The Facts of Life stars Whelchel and Fields last week in Toronto

Sometime before the most recent Canadian network upfronts last June, the folks at Sony Pictures Television struck a deal with Bell Media. The CTV peeps were looking for content to offer on two new VOD channels. Sony was looking to monetize its large inventory of off-air content.

Phil King, a former CTV programming boss who is now SVP distribution at Sony Canada, offered tons of movies and TV series from the studio’s vault. Before you could say “CTV Throwback,” the deal was done.

CTV Movies and CTV Throwback are the two new VOD services. I’m not too sure about the name CTV Throwback — I get the Instagram connection but it still makes it sound like these shows are like the fish that you throw back because they’re too small — but the service is free, easy to use and loaded with goodies. Among them are sitcoms from past decades such as The Jeffersons (the ’70s), Designing Women (the ’80s) and Mad About You (the ’90s) as well as recent gems including Community.

*Data shown:*
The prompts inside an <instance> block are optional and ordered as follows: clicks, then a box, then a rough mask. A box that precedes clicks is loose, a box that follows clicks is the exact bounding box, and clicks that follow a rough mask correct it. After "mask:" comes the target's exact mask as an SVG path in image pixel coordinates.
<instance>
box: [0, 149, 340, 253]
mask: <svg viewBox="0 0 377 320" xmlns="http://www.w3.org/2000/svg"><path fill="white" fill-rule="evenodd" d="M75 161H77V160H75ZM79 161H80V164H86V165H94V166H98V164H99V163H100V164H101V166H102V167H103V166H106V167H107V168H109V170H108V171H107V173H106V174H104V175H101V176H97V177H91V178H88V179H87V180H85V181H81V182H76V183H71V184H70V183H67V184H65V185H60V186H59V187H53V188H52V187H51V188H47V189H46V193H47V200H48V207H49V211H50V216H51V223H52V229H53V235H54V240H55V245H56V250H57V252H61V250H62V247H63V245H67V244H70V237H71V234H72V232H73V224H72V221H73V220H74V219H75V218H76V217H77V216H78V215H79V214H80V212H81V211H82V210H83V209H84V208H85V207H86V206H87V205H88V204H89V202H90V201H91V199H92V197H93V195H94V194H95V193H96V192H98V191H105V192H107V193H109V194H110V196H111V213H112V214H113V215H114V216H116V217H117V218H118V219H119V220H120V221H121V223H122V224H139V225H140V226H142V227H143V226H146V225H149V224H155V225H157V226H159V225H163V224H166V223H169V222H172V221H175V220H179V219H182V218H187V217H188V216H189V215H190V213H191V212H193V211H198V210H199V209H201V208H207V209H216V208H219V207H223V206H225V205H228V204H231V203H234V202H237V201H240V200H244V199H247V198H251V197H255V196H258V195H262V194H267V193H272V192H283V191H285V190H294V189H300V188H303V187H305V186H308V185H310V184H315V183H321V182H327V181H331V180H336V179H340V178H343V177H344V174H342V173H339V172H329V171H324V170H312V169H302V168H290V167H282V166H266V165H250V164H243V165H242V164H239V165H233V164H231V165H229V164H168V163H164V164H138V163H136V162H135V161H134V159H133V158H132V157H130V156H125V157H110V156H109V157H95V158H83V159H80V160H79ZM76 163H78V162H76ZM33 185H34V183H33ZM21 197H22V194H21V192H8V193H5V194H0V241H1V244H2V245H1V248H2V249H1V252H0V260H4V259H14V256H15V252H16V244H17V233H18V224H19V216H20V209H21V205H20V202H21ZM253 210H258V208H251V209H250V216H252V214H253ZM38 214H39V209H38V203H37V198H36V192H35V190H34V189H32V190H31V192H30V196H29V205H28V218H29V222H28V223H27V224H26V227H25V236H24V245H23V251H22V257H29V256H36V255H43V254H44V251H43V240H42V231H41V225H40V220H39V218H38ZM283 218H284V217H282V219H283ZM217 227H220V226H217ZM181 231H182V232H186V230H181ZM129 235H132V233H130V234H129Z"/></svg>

*Task A:* In the article about CTV Throwback, what job does Phil King hold now?
*Task B:* List every TV series the CTV Throwback article names.
*Task C:* Pick up the CTV Throwback article after its last sentence and keep writing.
You won't need the lines above for any of this.

*Reply A:* He is SVP distribution at Sony Canada.

*Reply B:* The Facts of Life, The Jeffersons, Designing Women, Mad About You, Community

*Reply C:*
I shot Fields on the set back in ’86

Fans of The Facts of Life will also find that sitcom at CTV Throwback. (Follow this link to the pilot episode.) One of the longest-running sitcoms of the ’80s, it lasted over 200 episodes from 1979 to 1988. A spin off of Diff’rent Strokes, it starred Charlotte Rae as housemother to a group of girls at an all-female boarding school in Peekskill, N.Y. Lisa Whelchel, Kim Fields, Mindy Cohn and Nancy McKeon played the four most memorable student characters. Popping in occasionally were recurring and guest stars such as Molly Ringwald, George Clooney, David Spade, Helen Hunt and Richard Grecco.

Working in LA at the time for TV Guide Canada, I was invited to the set in the spring of 1986 as the cast celebrated the show’s 150th episode. Then NBC president Brandon Tartikoff was there, and the network supplied a “150th Episode” cake and balloons. The story that week celebrated Fields’ character “Tootie” graduating from Eastland, so the festive atmosphere was right in place.

I also caught this moment between Rae and legendary NBC programmer Brandon Tartikoff

Bell brought two of the stars — Whelchel and Fields — north to Toronto last week to help promote CTV Throwback. They both worked on the Facts of Life reunion movie that was shot in Toronto in 2000.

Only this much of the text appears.